Sunday, September 1, 2013

Reading Grief Books

I've often been asked, "What were the first few books you read after the death of your child?" I don't mind at all answering that question because I still feel now, as I did back almost 20 years ago, when there wasn't much around to read, that I was fortunate to find and be given books I felt were very helpful to my situation, a tragic auto accident that killed my daughter. This week I will discuss one of my favorites; next week another one.

The first one I received that continues to be one of my favorites is "No Time For Goodbyes" by Janice Harris Lord. As one bereaved mother said in reviewing the book, "You've managed to put together a knowledgeable, compassionate and factual book to help those of us who have been suddenly thrust into the unwilling role of victims...I thank you from the bottom of my heart for your lifeline." I started reading the book and found myself underlining and starring what words, phrases and sentences I believed related to me and expressed my true feelings. There were many. I also enjoyed reading brief excerpts from stories that were told to the author. A few that struck me I've never forgotten that may also be of help to you are:

"You will never forget what happened. If you are afraid to get better because you think you might forget your loved one, stop worrying. You will never time you will remember the happy memories more easily than the painful ones which fill your mind now."

• DATA FOR THIS TASK

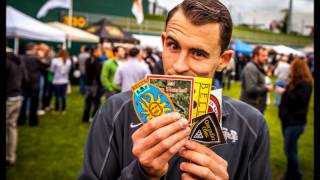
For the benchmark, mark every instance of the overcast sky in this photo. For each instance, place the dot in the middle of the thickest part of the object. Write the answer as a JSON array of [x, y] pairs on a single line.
[[302, 6]]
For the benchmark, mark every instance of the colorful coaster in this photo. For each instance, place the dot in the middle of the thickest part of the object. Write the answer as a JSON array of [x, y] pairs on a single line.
[[149, 101], [207, 130], [190, 95]]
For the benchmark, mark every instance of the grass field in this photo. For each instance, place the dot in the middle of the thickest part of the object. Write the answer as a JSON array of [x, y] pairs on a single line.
[[54, 150]]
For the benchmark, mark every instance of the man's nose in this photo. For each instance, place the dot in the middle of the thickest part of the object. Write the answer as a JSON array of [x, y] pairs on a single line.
[[181, 64]]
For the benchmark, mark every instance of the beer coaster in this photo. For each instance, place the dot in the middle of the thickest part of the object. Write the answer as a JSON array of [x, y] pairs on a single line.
[[149, 101], [207, 130], [214, 107]]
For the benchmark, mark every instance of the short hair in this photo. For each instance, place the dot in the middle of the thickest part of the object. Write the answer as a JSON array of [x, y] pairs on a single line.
[[257, 50], [30, 46], [202, 12], [134, 52]]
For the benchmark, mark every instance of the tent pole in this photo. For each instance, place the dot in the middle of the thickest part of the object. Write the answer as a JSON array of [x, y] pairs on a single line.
[[70, 22], [16, 45]]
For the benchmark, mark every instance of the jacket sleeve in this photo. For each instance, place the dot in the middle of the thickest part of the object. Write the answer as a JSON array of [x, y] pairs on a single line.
[[259, 165], [251, 81], [101, 155]]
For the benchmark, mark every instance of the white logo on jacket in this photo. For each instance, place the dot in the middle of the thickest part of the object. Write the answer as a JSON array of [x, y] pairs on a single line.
[[232, 135]]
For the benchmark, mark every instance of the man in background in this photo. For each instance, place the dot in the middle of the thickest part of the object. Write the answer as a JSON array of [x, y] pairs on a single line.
[[16, 76], [34, 67], [131, 71], [109, 69], [83, 56], [253, 87]]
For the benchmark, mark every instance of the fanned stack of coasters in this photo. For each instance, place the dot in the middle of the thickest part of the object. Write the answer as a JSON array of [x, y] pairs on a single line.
[[149, 101], [190, 96]]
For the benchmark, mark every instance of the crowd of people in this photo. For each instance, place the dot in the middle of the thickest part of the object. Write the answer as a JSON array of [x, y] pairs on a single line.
[[34, 77], [40, 73]]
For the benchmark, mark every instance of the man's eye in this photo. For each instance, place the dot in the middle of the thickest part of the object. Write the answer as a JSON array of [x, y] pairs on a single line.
[[173, 46], [198, 54]]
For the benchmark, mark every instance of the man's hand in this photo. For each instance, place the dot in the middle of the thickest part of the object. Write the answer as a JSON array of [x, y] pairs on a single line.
[[157, 141], [205, 164], [269, 87]]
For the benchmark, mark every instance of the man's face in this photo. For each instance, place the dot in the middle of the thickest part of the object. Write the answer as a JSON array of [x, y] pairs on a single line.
[[121, 53], [97, 53], [192, 50], [262, 56]]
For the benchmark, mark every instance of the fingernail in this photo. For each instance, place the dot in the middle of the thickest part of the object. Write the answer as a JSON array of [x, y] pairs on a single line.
[[187, 130], [184, 123], [182, 165], [188, 144], [175, 115]]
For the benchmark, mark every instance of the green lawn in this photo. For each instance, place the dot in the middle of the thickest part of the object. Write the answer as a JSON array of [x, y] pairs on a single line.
[[54, 150]]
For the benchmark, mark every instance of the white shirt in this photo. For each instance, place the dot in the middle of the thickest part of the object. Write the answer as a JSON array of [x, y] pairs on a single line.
[[60, 70]]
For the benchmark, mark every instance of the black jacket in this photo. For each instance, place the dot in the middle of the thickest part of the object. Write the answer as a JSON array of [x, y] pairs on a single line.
[[93, 69], [34, 68], [108, 150], [294, 104], [16, 75]]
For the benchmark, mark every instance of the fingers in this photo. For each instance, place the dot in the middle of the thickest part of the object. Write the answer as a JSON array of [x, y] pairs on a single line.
[[219, 169], [199, 171], [192, 145], [161, 135], [155, 124], [167, 155], [186, 176], [163, 151]]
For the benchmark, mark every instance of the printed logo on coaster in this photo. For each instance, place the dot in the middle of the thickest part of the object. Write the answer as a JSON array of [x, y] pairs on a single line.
[[149, 101], [207, 130], [214, 106]]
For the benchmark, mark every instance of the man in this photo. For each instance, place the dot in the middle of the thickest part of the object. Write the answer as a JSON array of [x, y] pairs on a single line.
[[253, 87], [282, 74], [131, 71], [83, 56], [93, 84], [109, 69], [119, 147], [34, 67], [16, 77]]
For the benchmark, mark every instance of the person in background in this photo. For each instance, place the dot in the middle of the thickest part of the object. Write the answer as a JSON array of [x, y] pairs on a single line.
[[83, 56], [34, 66], [131, 71], [150, 60], [93, 84], [61, 67], [229, 73], [253, 87], [109, 69], [44, 52], [195, 43], [282, 73], [16, 76], [293, 113]]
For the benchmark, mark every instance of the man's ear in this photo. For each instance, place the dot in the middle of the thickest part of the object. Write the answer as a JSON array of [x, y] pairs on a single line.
[[224, 59], [163, 37]]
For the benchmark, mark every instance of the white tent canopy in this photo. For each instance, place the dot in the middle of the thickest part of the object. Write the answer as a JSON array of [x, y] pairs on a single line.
[[149, 41], [281, 49], [75, 34], [19, 25]]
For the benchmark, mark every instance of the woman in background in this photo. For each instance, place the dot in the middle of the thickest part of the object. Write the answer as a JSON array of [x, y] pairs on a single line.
[[293, 113], [60, 67]]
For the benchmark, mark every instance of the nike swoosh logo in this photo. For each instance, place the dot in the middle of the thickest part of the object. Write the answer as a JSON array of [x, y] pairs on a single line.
[[134, 125]]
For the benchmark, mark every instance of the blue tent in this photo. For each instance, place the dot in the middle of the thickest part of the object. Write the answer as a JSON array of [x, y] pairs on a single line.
[[242, 47]]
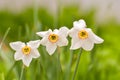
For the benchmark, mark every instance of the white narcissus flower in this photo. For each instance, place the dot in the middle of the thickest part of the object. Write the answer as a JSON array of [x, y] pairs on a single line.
[[25, 52], [83, 37], [52, 39]]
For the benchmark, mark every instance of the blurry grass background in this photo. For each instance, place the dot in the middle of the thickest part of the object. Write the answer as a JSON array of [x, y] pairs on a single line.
[[102, 63]]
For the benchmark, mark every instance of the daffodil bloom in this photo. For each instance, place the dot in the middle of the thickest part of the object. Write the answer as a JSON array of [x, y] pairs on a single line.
[[25, 52], [83, 37], [52, 39]]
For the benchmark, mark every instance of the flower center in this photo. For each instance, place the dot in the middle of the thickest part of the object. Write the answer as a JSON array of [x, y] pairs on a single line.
[[26, 50], [53, 38], [82, 34]]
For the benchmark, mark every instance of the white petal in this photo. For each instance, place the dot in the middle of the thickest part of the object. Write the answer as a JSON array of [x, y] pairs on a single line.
[[35, 53], [56, 31], [87, 44], [44, 41], [73, 33], [51, 47], [75, 43], [62, 41], [79, 24], [34, 44], [94, 37], [63, 31], [26, 60], [44, 33], [18, 55], [17, 45]]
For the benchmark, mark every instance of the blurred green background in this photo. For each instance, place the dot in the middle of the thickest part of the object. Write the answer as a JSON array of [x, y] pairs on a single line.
[[102, 63]]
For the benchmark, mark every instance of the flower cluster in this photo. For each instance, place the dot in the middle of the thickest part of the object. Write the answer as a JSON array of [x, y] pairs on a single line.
[[82, 37]]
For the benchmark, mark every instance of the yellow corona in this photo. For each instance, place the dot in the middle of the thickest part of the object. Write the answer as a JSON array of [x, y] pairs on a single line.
[[82, 34], [53, 38], [26, 50]]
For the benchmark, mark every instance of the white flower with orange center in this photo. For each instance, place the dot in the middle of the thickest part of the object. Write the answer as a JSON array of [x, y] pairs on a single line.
[[52, 39], [25, 52], [83, 37]]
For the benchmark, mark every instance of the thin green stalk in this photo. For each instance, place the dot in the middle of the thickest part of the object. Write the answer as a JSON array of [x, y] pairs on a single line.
[[77, 64], [6, 33], [8, 74], [69, 66], [59, 65], [22, 72], [35, 12]]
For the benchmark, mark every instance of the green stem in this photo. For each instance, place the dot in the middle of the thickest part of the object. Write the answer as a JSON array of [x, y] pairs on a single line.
[[8, 74], [69, 67], [59, 65], [77, 64], [22, 71], [6, 33]]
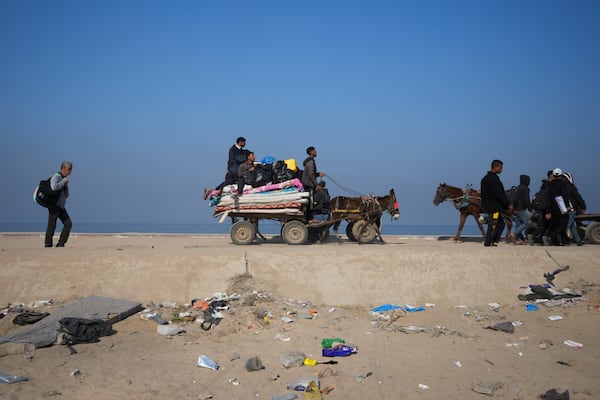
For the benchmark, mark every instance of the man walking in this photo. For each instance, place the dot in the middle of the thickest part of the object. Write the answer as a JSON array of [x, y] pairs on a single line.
[[59, 182], [494, 201]]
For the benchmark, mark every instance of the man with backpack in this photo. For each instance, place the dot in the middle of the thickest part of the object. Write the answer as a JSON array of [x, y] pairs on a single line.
[[59, 182], [521, 209], [493, 202], [558, 205]]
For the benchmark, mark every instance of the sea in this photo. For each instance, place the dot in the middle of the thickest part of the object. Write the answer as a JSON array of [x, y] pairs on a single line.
[[265, 227]]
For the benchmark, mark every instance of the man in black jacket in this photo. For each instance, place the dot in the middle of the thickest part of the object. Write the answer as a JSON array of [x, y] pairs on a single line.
[[558, 205], [493, 202], [521, 209]]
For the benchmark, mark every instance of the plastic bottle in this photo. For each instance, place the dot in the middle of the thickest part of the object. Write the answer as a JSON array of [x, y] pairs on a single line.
[[292, 359], [328, 343], [287, 396], [339, 351], [300, 384], [169, 330], [310, 362], [254, 364]]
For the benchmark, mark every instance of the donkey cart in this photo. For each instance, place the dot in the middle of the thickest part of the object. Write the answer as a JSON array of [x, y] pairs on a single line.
[[362, 214]]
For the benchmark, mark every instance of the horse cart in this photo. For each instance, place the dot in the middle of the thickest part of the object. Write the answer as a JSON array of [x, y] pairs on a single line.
[[588, 226], [362, 214]]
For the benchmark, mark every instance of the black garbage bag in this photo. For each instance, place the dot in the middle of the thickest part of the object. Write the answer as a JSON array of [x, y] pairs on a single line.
[[29, 317], [81, 330]]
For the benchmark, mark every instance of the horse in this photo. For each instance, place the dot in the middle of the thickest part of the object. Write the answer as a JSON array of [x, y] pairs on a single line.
[[468, 202], [363, 215]]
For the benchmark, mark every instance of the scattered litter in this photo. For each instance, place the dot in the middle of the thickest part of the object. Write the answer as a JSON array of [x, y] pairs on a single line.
[[287, 396], [553, 394], [327, 372], [41, 303], [6, 378], [486, 389], [300, 384], [433, 331], [360, 378], [505, 326], [206, 362], [292, 359], [169, 330], [254, 364], [573, 344], [568, 363]]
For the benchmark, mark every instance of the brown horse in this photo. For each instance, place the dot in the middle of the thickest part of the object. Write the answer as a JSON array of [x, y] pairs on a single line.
[[363, 215], [468, 202]]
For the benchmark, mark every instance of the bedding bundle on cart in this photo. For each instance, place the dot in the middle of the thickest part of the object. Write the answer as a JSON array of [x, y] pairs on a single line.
[[272, 188]]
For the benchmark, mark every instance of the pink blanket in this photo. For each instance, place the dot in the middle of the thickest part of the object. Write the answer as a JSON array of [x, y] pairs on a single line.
[[266, 188]]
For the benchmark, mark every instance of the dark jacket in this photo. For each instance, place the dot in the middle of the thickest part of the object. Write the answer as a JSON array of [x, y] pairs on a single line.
[[309, 175], [523, 201], [321, 201], [577, 200], [236, 157], [557, 187], [493, 196]]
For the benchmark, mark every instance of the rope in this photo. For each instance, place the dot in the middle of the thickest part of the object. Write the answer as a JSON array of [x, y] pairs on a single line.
[[354, 192]]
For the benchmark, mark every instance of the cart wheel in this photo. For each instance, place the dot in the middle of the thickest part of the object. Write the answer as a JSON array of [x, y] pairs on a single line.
[[349, 231], [592, 232], [318, 234], [364, 231], [243, 232], [294, 232]]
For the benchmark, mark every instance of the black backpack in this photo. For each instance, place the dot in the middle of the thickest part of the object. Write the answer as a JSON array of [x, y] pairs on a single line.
[[511, 194], [44, 195], [539, 200]]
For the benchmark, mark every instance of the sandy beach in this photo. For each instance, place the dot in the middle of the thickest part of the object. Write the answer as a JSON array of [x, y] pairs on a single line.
[[443, 351]]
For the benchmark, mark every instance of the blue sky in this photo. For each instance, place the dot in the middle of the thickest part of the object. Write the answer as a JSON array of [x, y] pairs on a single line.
[[146, 97]]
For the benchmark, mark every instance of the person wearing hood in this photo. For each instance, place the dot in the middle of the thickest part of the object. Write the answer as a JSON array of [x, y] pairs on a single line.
[[310, 175], [494, 202], [578, 206], [558, 205], [521, 209]]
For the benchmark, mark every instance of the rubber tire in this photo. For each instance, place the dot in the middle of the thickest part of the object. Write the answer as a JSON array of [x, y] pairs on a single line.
[[349, 231], [592, 232], [368, 231], [243, 232], [294, 232]]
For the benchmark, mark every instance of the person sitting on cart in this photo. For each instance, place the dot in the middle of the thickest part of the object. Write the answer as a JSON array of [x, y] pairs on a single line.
[[243, 170]]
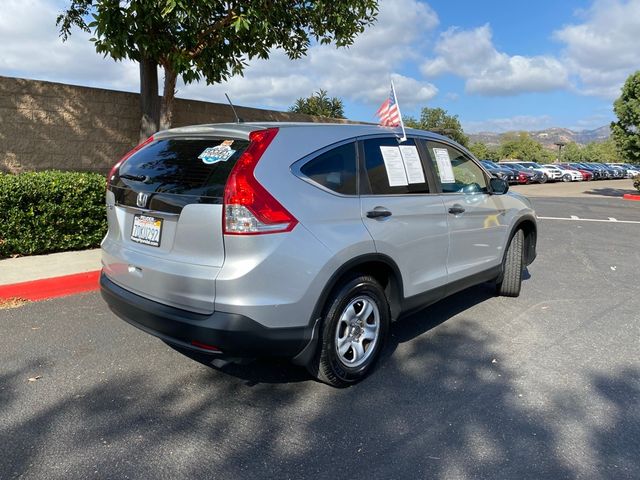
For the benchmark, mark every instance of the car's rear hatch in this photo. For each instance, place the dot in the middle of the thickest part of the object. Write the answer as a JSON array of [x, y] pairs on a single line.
[[164, 209]]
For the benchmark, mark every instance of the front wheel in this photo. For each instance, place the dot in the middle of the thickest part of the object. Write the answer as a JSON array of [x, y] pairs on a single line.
[[513, 265], [354, 328]]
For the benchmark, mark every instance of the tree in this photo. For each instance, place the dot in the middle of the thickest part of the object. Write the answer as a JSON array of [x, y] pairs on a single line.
[[208, 39], [521, 146], [573, 152], [626, 131], [439, 121], [319, 104]]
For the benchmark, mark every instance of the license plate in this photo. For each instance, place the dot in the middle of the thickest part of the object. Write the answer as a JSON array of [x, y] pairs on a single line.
[[146, 230]]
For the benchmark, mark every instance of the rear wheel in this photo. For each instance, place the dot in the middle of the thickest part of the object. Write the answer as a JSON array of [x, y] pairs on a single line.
[[511, 281], [354, 328]]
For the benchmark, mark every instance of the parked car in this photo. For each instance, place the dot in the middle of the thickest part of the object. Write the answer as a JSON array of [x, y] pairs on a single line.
[[586, 174], [545, 174], [596, 173], [525, 175], [302, 240], [620, 172], [569, 174], [608, 172], [631, 169], [500, 172]]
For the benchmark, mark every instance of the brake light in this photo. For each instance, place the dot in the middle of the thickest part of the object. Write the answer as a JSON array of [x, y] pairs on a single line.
[[249, 209], [115, 168]]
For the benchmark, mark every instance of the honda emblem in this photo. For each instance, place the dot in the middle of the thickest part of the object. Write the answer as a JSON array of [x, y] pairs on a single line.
[[142, 200]]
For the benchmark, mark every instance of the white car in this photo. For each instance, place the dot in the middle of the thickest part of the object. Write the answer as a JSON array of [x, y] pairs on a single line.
[[632, 170], [569, 175], [536, 168]]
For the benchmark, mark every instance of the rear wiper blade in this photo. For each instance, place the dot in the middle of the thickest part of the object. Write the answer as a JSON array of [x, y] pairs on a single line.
[[135, 178]]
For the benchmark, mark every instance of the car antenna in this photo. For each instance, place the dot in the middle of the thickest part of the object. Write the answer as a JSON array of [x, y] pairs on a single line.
[[238, 119]]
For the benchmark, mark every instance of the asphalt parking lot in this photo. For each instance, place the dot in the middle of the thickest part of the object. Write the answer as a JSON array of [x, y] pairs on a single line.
[[543, 386]]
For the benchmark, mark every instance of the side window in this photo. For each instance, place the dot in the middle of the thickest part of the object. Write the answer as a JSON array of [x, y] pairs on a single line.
[[393, 168], [456, 172], [335, 169]]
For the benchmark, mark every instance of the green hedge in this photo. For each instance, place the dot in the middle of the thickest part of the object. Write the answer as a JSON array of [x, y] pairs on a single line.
[[52, 211]]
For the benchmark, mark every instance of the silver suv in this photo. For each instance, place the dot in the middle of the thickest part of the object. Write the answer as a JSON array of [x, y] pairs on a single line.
[[302, 240]]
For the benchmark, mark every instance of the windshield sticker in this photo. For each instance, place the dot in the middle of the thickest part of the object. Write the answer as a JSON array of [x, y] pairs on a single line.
[[412, 163], [394, 165], [221, 153], [445, 170]]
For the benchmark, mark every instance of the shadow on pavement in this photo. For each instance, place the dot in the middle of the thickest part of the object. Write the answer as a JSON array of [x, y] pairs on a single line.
[[610, 192], [445, 405]]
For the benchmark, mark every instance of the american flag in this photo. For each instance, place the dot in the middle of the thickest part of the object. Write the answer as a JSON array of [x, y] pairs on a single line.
[[388, 113]]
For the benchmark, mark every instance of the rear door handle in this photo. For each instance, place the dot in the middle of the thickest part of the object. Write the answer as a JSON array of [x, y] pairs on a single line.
[[378, 213]]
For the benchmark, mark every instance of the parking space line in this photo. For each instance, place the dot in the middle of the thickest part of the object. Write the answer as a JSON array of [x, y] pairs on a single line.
[[600, 220]]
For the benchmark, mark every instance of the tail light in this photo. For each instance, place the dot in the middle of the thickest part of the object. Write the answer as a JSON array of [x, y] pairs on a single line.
[[115, 168], [248, 208]]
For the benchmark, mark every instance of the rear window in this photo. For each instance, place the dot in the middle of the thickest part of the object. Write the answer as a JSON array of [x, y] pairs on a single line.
[[393, 168], [335, 169], [197, 167]]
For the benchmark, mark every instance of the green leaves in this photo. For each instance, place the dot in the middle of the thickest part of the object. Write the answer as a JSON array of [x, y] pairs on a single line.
[[319, 104], [626, 131], [439, 121], [51, 211], [212, 37]]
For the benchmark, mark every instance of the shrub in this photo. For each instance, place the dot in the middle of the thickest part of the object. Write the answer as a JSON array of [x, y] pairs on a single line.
[[52, 211]]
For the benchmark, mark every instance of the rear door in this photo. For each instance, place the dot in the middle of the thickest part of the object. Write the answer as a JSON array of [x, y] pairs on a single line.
[[477, 221], [164, 209], [406, 220]]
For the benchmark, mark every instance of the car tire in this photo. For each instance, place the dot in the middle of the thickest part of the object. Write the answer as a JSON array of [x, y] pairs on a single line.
[[350, 338], [513, 264]]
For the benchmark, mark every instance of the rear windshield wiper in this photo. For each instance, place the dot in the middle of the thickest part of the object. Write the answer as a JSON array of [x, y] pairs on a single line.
[[135, 178]]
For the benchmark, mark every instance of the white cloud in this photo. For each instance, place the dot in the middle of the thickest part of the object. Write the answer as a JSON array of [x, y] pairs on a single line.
[[30, 47], [518, 122], [603, 50], [472, 55]]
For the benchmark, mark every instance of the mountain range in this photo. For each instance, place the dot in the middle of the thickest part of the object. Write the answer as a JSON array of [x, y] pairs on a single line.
[[549, 137]]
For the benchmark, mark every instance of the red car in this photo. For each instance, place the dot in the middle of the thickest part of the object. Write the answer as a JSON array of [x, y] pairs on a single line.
[[586, 174]]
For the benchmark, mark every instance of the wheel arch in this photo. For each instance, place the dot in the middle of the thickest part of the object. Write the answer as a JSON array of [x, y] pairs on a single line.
[[528, 225], [379, 266]]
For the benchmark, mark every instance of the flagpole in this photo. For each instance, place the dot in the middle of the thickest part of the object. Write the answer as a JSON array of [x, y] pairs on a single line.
[[404, 135]]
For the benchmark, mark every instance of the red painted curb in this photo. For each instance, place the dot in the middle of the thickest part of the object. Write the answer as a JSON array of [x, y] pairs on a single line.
[[52, 287]]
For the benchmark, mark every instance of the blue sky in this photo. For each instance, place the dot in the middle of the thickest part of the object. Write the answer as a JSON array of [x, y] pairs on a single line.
[[499, 65]]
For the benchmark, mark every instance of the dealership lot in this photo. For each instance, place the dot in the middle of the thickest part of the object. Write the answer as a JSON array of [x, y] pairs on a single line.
[[543, 386]]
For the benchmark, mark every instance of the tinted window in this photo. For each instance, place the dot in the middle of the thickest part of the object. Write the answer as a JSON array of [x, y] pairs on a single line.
[[181, 166], [335, 169], [455, 171], [380, 175]]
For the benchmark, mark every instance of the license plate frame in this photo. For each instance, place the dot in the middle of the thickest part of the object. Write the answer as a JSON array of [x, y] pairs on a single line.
[[146, 230]]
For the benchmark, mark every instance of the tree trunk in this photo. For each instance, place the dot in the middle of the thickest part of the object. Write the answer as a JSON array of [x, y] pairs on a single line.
[[149, 102], [168, 95]]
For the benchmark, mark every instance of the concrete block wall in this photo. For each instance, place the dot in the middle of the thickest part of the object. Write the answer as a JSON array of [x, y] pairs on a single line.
[[46, 125]]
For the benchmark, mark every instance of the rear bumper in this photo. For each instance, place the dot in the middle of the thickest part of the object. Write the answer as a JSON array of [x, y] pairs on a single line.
[[234, 335]]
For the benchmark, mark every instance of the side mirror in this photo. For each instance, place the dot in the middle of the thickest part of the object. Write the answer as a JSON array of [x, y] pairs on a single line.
[[499, 186]]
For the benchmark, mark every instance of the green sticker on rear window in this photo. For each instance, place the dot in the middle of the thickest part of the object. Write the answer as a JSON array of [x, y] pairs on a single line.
[[221, 153]]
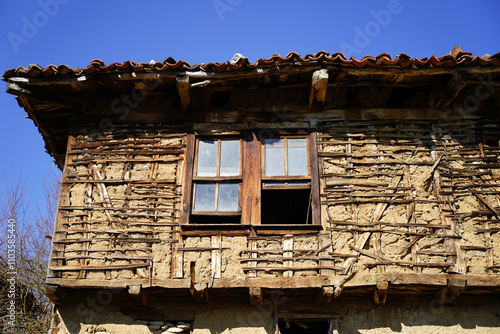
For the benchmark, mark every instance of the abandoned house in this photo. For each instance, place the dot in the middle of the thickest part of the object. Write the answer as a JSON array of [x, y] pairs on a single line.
[[313, 194]]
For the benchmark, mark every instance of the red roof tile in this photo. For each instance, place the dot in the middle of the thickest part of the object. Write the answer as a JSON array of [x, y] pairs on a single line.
[[456, 58]]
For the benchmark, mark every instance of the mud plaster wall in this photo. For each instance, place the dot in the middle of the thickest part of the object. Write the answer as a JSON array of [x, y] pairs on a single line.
[[365, 167], [120, 205], [361, 161], [117, 314]]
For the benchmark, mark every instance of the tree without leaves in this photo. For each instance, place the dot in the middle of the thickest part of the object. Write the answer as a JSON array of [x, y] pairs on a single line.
[[33, 224]]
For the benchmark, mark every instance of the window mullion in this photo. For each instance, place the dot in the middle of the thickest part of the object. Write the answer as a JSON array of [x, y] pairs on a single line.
[[216, 202], [217, 172], [285, 155]]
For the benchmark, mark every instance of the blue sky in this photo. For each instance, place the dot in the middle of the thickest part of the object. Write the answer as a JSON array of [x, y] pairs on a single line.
[[74, 32]]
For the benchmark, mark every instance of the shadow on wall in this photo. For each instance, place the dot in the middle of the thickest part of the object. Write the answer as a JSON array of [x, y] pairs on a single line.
[[409, 315]]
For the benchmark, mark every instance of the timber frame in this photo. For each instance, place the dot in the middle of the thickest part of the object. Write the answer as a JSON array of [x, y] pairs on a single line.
[[412, 142]]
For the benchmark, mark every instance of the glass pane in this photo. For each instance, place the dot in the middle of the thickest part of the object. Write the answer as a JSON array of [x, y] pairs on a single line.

• TASK LIST
[1] List the adjectives the bereaved mother uses in the grief books post to describe the book the author put together.
[2] Copy word for word the part of the entries that opens with the line containing "For the benchmark, mark every instance of the man in background" and closes with the line containing "[[149, 101], [190, 96]]".

• OUTPUTS BY TASK
[1] knowledgeable, compassionate, factual

[2]
For the benchmark, mark every instance of the man in background in this photo. For each instance, place the dot in the middle of the thickest part of the object. Write the answer as a JSON array of [x, y] pairs on a single line.
[[16, 76], [34, 67], [131, 71], [109, 69], [83, 56], [253, 87]]
For the benchmark, mark every instance of the fanned stack of coasters in this photo. For each instance, place the dot in the middle of the thickest part of the object. Write the answer as a JSON array of [x, y] pairs on a single line.
[[149, 101], [190, 96]]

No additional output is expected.